**How to complete this task:** Everything from the line containing "the green metal" to the last line of the data below should be copied word for word, and nothing else.

**Data under study:**
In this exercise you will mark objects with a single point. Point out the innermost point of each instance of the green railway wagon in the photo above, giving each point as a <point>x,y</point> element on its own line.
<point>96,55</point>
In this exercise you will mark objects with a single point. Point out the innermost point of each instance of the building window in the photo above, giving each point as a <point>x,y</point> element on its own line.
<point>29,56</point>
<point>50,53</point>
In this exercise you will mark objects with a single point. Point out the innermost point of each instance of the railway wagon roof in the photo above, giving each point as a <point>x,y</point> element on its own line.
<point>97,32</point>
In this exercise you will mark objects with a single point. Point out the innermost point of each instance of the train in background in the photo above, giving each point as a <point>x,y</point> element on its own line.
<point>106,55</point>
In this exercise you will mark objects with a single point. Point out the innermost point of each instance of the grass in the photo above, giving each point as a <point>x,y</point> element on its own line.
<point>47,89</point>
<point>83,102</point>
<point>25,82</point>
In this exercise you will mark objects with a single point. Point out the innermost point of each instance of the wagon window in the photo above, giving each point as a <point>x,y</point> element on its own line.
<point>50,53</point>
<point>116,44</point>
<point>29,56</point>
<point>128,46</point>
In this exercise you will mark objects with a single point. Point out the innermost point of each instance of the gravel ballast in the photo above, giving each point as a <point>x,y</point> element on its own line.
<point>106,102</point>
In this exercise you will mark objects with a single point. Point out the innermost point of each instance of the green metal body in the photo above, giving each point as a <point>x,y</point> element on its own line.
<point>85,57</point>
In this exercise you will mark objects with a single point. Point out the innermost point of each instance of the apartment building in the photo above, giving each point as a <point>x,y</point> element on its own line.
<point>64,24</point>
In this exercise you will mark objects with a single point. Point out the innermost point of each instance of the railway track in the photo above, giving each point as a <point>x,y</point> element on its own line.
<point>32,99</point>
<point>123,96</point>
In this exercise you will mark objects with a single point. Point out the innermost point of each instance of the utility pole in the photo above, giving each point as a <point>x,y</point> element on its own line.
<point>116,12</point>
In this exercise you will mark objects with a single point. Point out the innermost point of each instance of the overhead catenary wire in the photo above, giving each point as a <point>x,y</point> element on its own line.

**Solution to the exercise:**
In this exercise you will mark objects with a single point. Point out the innermost point of each instance of the green metal body in the photo above, giving each point as a <point>x,y</point> element on its own line.
<point>85,57</point>
In this exercise you will mark objects with a single point. Point out the innermost point of each instance of the apartment building in the photo above, giving each point as a <point>x,y</point> element on its own line.
<point>64,24</point>
In this exercise you will mark objects with a single point. Point out the innermost point of each instance of the railway track in the photo above, giving each point as a <point>x,y</point> element on its own line.
<point>32,99</point>
<point>123,96</point>
In this exercise you will mark objects with a single point. Point out the innermost point of each instance of the utility pole in the photo above, giving each point as a <point>x,y</point> element on its own line.
<point>116,12</point>
In this exercise you will mark objects with a single point. Point out the innermost point of each instance of the overhead catenary wire in the photo above, giving each point as a <point>x,y</point> element on its own line.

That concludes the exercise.